■ **Exercise tasks**
[A] According to the forum post, why is the author's code very long?
[B] Write out the stretch of the forum post from "I figured out" through "library(tidyverse)", reproducing it exactly.
____ Passage provided
I figured out a way to do this, but my code is very long, because I aggregate the data per task and then join all these separate dataframes together into one. I’m curious whether there is a more elegant (shorter) way to do this?
library(tidyverse)
EarlyAccess <- read_csv("https://dropbox.com/s/antzwk1jh4ldrhi/EarlyAccess_anon.csv?dl=1")
#################### STABILITY ################################################
Proportions_tasks_stability <- EarlyAccess %>%
select(size, Improving.stability..generic..thermal..pH.) %>%
group_by(size, Improving.stability..generic..thermal..pH.) %>%
summarise(count_var_stability=n())%>%
mutate(total_group_by_size = sum(count_var_stability)) %>%
mutate(pc_var_stability=count_var_stability/sum(count_var_stability)*100) %>%
filter(Improving.stability..generic..thermal..pH.=="Improving stability (generic, thermal, pH)") %>%
select(size, Improving.stability..generic..thermal..pH., pc_var_stability)
######################## ACTIVITY #############################################
Proportions_tasks_activity <- EarlyAccess %>%
select(size, Improving.activity ) %>%
group_by(size, Improving.activity) %>%
summarise(count_var_activity=n())%>%
mutate(total_group_by_size = sum(count_var_activity)) %>%
mutate(pc_var_activity=count_var_activity/sum(count_var_activity)*100) %>%
filter(Improving.activity=="Improving activity") %>%
select(size, Improving.activity, pc_var_activity)
________
____ Given data
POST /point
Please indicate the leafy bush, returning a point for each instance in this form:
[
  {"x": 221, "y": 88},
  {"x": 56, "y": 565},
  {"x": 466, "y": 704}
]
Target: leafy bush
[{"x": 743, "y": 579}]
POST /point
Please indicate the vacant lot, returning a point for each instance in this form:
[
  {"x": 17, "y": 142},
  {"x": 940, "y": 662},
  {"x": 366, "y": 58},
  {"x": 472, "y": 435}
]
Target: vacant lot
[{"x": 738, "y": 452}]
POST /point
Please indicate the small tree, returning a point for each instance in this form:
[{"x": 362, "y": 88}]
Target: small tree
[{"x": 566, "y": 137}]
________
____ Given data
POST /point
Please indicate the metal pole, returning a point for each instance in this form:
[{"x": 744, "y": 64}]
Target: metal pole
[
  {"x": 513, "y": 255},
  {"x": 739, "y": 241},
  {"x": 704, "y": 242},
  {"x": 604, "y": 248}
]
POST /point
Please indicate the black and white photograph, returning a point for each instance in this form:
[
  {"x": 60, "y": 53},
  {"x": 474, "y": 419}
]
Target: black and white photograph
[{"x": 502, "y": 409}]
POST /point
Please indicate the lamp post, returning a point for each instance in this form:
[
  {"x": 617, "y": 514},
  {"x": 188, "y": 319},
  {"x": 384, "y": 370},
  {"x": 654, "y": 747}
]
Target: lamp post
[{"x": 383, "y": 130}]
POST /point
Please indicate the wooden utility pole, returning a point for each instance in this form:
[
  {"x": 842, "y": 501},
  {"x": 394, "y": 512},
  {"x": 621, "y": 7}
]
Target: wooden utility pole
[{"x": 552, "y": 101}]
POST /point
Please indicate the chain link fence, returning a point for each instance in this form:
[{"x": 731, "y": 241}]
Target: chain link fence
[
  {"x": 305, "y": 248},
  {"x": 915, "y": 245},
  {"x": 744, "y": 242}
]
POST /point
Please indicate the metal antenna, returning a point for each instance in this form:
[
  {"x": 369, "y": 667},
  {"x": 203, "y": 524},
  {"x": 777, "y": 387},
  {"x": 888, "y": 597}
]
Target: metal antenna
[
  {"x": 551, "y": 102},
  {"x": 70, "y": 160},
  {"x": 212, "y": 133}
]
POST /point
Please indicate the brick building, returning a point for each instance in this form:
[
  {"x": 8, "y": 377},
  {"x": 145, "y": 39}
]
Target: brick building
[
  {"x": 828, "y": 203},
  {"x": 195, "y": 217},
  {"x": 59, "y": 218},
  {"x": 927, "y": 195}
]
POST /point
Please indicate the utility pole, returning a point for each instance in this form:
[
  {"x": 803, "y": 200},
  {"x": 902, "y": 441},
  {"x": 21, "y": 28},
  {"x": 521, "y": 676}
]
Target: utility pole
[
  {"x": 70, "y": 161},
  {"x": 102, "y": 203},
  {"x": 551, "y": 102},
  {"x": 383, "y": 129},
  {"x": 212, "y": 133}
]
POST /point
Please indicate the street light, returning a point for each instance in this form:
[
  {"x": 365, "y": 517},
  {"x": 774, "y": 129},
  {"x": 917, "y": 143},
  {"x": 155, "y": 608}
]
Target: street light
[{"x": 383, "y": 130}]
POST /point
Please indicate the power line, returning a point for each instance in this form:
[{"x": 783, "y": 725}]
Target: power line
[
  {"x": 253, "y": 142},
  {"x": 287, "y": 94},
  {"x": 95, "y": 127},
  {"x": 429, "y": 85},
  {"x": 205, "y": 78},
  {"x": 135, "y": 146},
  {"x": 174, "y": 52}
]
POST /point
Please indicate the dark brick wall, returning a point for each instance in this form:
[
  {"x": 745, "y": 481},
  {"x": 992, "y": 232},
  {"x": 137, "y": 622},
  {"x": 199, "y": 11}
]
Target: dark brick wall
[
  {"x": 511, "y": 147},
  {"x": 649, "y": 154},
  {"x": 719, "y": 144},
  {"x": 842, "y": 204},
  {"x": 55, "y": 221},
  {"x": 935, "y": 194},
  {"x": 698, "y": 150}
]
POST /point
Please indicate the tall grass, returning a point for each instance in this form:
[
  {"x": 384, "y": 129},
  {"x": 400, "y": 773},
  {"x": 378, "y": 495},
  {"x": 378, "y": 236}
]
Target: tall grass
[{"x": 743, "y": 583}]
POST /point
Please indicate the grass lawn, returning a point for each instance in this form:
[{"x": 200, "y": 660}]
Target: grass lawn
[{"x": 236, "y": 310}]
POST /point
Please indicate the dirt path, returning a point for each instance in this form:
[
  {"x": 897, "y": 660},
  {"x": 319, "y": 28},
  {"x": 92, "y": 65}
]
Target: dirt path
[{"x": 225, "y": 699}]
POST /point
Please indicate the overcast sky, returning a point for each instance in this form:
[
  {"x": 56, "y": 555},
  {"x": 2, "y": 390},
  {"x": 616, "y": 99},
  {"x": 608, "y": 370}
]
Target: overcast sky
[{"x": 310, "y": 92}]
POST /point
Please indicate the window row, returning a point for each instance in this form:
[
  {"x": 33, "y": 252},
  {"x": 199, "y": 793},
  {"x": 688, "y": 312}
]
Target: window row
________
■ **Response list**
[A] The author aggregates the data per task and then joins all the separate dataframes together into one.

[B]
I figured out a way to do this, but my code is very long, because I aggregate the data per task and then join all these separate dataframes together into one. I’m curious whether there is a more elegant (shorter) way to do this?
library(tidyverse)